Exercise aim
Exactly reproduce the entries, dropping any pictures from your copy.

Entries from a point annotation set
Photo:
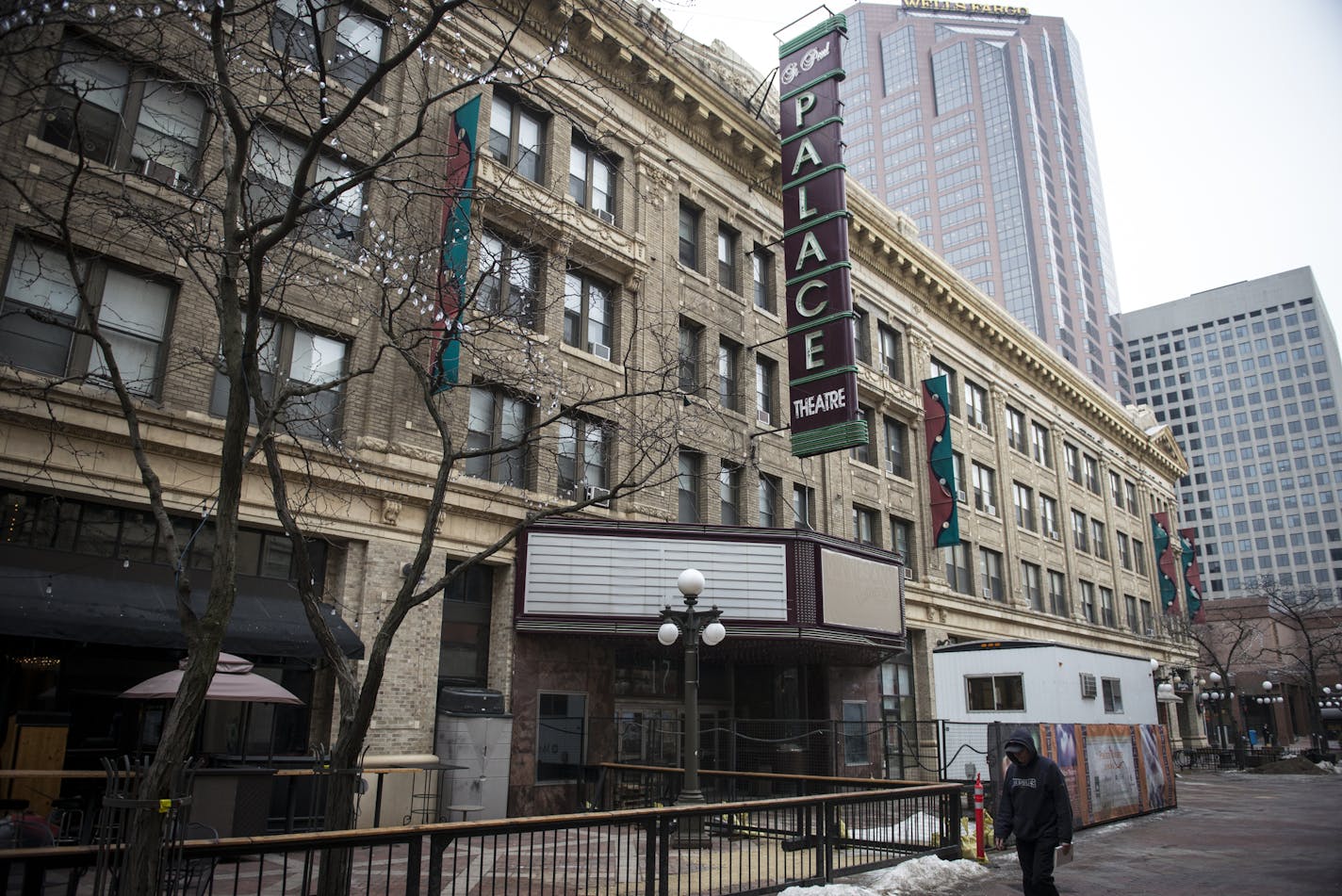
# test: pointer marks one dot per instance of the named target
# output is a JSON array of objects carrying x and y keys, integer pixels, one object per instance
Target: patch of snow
[{"x": 924, "y": 876}]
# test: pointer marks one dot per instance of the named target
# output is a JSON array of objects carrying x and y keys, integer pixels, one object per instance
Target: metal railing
[{"x": 752, "y": 847}]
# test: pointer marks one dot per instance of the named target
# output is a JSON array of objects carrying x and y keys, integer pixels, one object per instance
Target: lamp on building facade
[{"x": 694, "y": 626}]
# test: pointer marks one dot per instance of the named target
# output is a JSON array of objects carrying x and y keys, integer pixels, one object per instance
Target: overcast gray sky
[{"x": 1219, "y": 130}]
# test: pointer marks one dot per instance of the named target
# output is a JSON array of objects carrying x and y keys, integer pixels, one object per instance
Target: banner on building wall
[
  {"x": 941, "y": 462},
  {"x": 454, "y": 265},
  {"x": 1192, "y": 576},
  {"x": 1167, "y": 563},
  {"x": 822, "y": 353}
]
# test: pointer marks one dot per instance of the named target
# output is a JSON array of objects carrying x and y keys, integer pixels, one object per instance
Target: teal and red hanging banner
[
  {"x": 1192, "y": 577},
  {"x": 454, "y": 263},
  {"x": 941, "y": 462},
  {"x": 822, "y": 351},
  {"x": 1168, "y": 573}
]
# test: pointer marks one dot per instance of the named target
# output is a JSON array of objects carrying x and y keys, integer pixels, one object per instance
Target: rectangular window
[
  {"x": 687, "y": 355},
  {"x": 863, "y": 451},
  {"x": 516, "y": 136},
  {"x": 728, "y": 276},
  {"x": 584, "y": 459},
  {"x": 1031, "y": 582},
  {"x": 588, "y": 314},
  {"x": 1040, "y": 443},
  {"x": 994, "y": 693},
  {"x": 761, "y": 279},
  {"x": 507, "y": 279},
  {"x": 939, "y": 369},
  {"x": 1088, "y": 601},
  {"x": 689, "y": 478},
  {"x": 890, "y": 363},
  {"x": 592, "y": 177},
  {"x": 975, "y": 405},
  {"x": 560, "y": 737},
  {"x": 1099, "y": 540},
  {"x": 297, "y": 355},
  {"x": 332, "y": 203},
  {"x": 1091, "y": 474},
  {"x": 41, "y": 307},
  {"x": 1113, "y": 695},
  {"x": 123, "y": 117},
  {"x": 855, "y": 741},
  {"x": 1107, "y": 611},
  {"x": 866, "y": 529},
  {"x": 1048, "y": 516},
  {"x": 1056, "y": 593},
  {"x": 803, "y": 502},
  {"x": 1016, "y": 431},
  {"x": 861, "y": 333},
  {"x": 499, "y": 427},
  {"x": 985, "y": 488},
  {"x": 348, "y": 38},
  {"x": 766, "y": 372},
  {"x": 769, "y": 490},
  {"x": 728, "y": 385},
  {"x": 957, "y": 567},
  {"x": 463, "y": 651},
  {"x": 990, "y": 575},
  {"x": 896, "y": 434},
  {"x": 689, "y": 235},
  {"x": 1072, "y": 458},
  {"x": 902, "y": 541}
]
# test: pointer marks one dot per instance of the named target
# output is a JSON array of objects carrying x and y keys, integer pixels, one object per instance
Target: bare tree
[
  {"x": 1310, "y": 642},
  {"x": 285, "y": 162}
]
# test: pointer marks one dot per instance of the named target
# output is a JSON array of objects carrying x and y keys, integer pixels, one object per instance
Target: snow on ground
[{"x": 924, "y": 876}]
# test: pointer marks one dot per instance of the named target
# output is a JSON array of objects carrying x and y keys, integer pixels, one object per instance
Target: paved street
[{"x": 1232, "y": 835}]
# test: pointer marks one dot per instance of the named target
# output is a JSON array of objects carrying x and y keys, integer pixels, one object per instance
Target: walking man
[{"x": 1037, "y": 809}]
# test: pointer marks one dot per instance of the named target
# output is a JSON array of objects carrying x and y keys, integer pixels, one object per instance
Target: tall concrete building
[
  {"x": 975, "y": 123},
  {"x": 1243, "y": 374}
]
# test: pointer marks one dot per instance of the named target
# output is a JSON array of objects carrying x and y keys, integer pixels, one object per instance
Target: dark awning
[{"x": 144, "y": 613}]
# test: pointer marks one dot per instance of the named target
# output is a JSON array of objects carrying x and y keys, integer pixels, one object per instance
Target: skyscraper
[
  {"x": 1243, "y": 374},
  {"x": 975, "y": 123}
]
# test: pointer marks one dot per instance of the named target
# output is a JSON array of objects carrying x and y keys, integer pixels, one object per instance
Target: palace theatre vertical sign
[{"x": 822, "y": 364}]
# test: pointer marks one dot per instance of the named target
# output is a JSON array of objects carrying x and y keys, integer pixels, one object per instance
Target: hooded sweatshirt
[{"x": 1034, "y": 804}]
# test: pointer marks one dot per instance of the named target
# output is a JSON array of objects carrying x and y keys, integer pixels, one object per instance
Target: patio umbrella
[{"x": 234, "y": 680}]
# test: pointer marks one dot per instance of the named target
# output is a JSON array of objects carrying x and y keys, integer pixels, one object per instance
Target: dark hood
[{"x": 1022, "y": 737}]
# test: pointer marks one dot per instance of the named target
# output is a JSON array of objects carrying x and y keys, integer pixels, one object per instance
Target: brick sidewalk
[{"x": 1232, "y": 835}]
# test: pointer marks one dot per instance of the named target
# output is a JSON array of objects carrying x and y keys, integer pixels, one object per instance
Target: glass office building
[
  {"x": 975, "y": 125},
  {"x": 1246, "y": 383}
]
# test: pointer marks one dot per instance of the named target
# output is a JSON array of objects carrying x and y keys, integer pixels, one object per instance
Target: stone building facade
[{"x": 630, "y": 188}]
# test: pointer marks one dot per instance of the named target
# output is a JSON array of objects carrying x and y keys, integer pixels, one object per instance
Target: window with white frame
[
  {"x": 339, "y": 38},
  {"x": 41, "y": 309},
  {"x": 588, "y": 314},
  {"x": 516, "y": 133},
  {"x": 507, "y": 279},
  {"x": 499, "y": 427},
  {"x": 994, "y": 692},
  {"x": 297, "y": 358},
  {"x": 333, "y": 202},
  {"x": 592, "y": 177},
  {"x": 582, "y": 458},
  {"x": 127, "y": 117}
]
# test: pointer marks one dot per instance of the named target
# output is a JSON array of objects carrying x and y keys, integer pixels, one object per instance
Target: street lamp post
[{"x": 694, "y": 626}]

Correct response
Photo:
# test: pointer marks one dot per instance of the named target
# output is a JSON array of objects carrying x and y keys, integer pixels, one object per instance
Target: patch of snow
[{"x": 924, "y": 876}]
# test: pointer marks one dot per instance of the named target
# output is a JSON array of objects carrying x and y keys, integer pixels, one object per instance
Target: metal railing
[{"x": 752, "y": 847}]
# test: pointer marks one dot per instance of the named target
# output is a JSON array of objects carrying x and y keys, integer pixels, one object per instance
Target: lamp on building facade
[{"x": 694, "y": 626}]
# test: pointer marks one dot per instance of the named target
# output is a JSON array of objects carrying x and y keys, integer pixels, one object per instance
Target: overcast gray sky
[{"x": 1219, "y": 130}]
# test: pointer marks one dot per instance of the named target
# output is a JSON array of objects carrying x and y keys, integer pixels, one object per instance
Target: banner on building wall
[
  {"x": 941, "y": 462},
  {"x": 454, "y": 265},
  {"x": 1192, "y": 576},
  {"x": 1167, "y": 563},
  {"x": 822, "y": 353}
]
# test: pointer marks one dot per instance of the named target
# output is a JSON array of objects carrying x and y keys, integer pixels, one object per instance
Target: teal and red hanging banner
[
  {"x": 1192, "y": 577},
  {"x": 454, "y": 263},
  {"x": 941, "y": 462},
  {"x": 822, "y": 351},
  {"x": 1168, "y": 573}
]
# test: pointer marks one dot per instance of the named target
# output is a JSON array of objects carrying x and y keys, integer pixels, one object per instance
Target: rectangular window
[
  {"x": 687, "y": 355},
  {"x": 863, "y": 451},
  {"x": 516, "y": 136},
  {"x": 728, "y": 276},
  {"x": 584, "y": 459},
  {"x": 1031, "y": 582},
  {"x": 588, "y": 314},
  {"x": 1040, "y": 443},
  {"x": 994, "y": 693},
  {"x": 761, "y": 279},
  {"x": 507, "y": 279},
  {"x": 939, "y": 369},
  {"x": 1088, "y": 601},
  {"x": 689, "y": 478},
  {"x": 890, "y": 363},
  {"x": 592, "y": 177},
  {"x": 975, "y": 405},
  {"x": 560, "y": 737},
  {"x": 1099, "y": 540},
  {"x": 297, "y": 355},
  {"x": 332, "y": 203},
  {"x": 1091, "y": 474},
  {"x": 41, "y": 307},
  {"x": 1113, "y": 695},
  {"x": 123, "y": 117},
  {"x": 855, "y": 741},
  {"x": 1107, "y": 611},
  {"x": 866, "y": 529},
  {"x": 1048, "y": 516},
  {"x": 1056, "y": 593},
  {"x": 803, "y": 502},
  {"x": 1016, "y": 431},
  {"x": 861, "y": 333},
  {"x": 499, "y": 427},
  {"x": 985, "y": 488},
  {"x": 348, "y": 38},
  {"x": 766, "y": 372},
  {"x": 769, "y": 490},
  {"x": 728, "y": 385},
  {"x": 957, "y": 567},
  {"x": 463, "y": 651},
  {"x": 990, "y": 575},
  {"x": 896, "y": 434},
  {"x": 689, "y": 235},
  {"x": 1072, "y": 458},
  {"x": 902, "y": 541}
]
# test: pointer marks one dot per instance of the named target
# output is a JSON array of objects carrying x and y keys, integer pixels, one object per instance
Target: bare tree
[
  {"x": 1310, "y": 642},
  {"x": 285, "y": 162}
]
# test: pointer marks one dot per instance of the named target
# output is a JSON array of objects carrying x and y keys, integer pixels, one object per instance
Target: snow on ground
[{"x": 924, "y": 876}]
# test: pointer marks one dot per instance of the named target
# output is a JSON array of objects carrying x and y keys, integer pixels, one object per instance
Target: paved street
[{"x": 1232, "y": 835}]
# test: pointer marks one dot per instance of the named target
# output is a JSON array of objects carrying x and y keys, integer pixels, one object per instance
Target: walking man
[{"x": 1037, "y": 809}]
# test: pointer marks one dot per instance of the named target
# output is a JSON array of objects carrying x and y keys, integer pixels, one object per instance
Target: tall concrete building
[
  {"x": 975, "y": 123},
  {"x": 1243, "y": 374}
]
# test: pointer marks one dot per instance of the named target
# output is a JSON array of objects carrying x and y keys, integer pixels, one object per instance
Target: dark awning
[{"x": 144, "y": 613}]
# test: pointer marks one dot per instance of the named target
# output is a JSON array of objects carrying x and y keys, integer pixels, one object per instance
Target: skyscraper
[
  {"x": 1243, "y": 374},
  {"x": 975, "y": 123}
]
# test: pointer marks one dot per instance of the named target
# output is a JSON array of objects carrying x and y keys, integer pixels, one object per instance
Target: palace theatre vertical sign
[{"x": 822, "y": 364}]
# test: pointer marks one dot per instance of the named target
# output is a JSON array of objects carrying x and y keys, integer pixels, one object per instance
Target: hooded sweatshirt
[{"x": 1034, "y": 804}]
# test: pointer marks one dot per instance of the named target
# output is a JSON array of objects carrying x and y keys, integer pixels, one object per instance
Target: patio umbrella
[{"x": 234, "y": 680}]
# test: pointer marks one dot per instance of the named target
# output is a JSON array of objects carrying x and y keys, integer pixels, one object per instance
Target: dark hood
[{"x": 1022, "y": 737}]
# test: pointer marks one dot per instance of the named target
# output is a JSON array of objects carrying x and y keys, integer pixels, one object per instance
Target: brick sidewalk
[{"x": 1232, "y": 835}]
# test: pointer marks one dot per instance of the named target
# output is a JSON array of objects carrying x and y keys, integer pixels, one object per instance
Target: glass office building
[
  {"x": 975, "y": 125},
  {"x": 1246, "y": 383}
]
# test: pointer marks one dot per instance of the named target
# output is a JSON array of objects carrying x and y keys, integer pixels, one object per instance
Target: stone building facade
[{"x": 630, "y": 188}]
# test: pointer marks one dot per instance of the named target
# output is a JSON array of objects carrying x and y keys, integer pixels, one object per instance
Target: window with white frame
[
  {"x": 339, "y": 38},
  {"x": 41, "y": 309},
  {"x": 588, "y": 314},
  {"x": 516, "y": 133},
  {"x": 507, "y": 279},
  {"x": 499, "y": 427},
  {"x": 994, "y": 692},
  {"x": 297, "y": 358},
  {"x": 333, "y": 202},
  {"x": 592, "y": 177},
  {"x": 582, "y": 458},
  {"x": 127, "y": 117}
]
# test: pointer marks one dot per instance of the named target
# output is a JSON array of objects carrying x and y keys, integer pixels, one object per instance
Target: street lamp post
[{"x": 694, "y": 626}]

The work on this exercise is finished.